**YOUR OBJECTIVE:** Reproduce only the part of the material that opens with its first line and closes with the line containing "POLYGON ((337 187, 339". Swap "calm water" for "still water" and keep everything else as it is.

**PROVIDED DATA:**
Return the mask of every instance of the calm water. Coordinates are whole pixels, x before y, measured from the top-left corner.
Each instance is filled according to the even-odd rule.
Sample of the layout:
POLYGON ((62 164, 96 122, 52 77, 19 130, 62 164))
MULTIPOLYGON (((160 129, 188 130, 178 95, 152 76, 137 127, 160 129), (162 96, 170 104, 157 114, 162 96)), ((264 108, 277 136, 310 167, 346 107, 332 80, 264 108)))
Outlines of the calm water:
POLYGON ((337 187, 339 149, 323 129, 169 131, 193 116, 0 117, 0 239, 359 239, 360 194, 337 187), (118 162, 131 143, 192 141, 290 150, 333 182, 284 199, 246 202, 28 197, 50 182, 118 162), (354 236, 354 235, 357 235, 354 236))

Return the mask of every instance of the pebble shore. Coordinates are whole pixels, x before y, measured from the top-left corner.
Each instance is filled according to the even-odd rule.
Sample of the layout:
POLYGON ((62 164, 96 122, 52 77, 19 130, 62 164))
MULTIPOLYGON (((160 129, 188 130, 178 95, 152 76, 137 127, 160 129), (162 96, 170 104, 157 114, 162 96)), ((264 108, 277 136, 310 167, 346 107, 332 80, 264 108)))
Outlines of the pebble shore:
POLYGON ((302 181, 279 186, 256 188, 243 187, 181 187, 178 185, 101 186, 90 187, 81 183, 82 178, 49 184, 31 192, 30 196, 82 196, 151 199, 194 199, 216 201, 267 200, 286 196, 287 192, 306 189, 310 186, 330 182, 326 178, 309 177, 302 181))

**SOLUTION FOR THIS PROBLEM:**
Return the mask of every instance of the still water. Coordinates are whole pixels, x before y, measured from the top-left corner.
Each instance is filled according to the even-odd rule.
Sample of the layout:
POLYGON ((62 164, 96 122, 52 77, 19 130, 62 164))
MULTIPOLYGON (((160 129, 188 130, 178 95, 152 76, 137 127, 160 129), (162 96, 170 104, 157 114, 162 96)), ((264 108, 277 136, 310 167, 346 107, 332 80, 264 108)))
Outlines of the still water:
POLYGON ((337 187, 339 149, 323 129, 169 131, 193 116, 0 117, 0 239, 359 239, 360 194, 337 187), (118 162, 131 143, 192 141, 290 150, 333 182, 284 199, 246 202, 28 197, 50 182, 118 162), (354 236, 354 235, 357 235, 354 236))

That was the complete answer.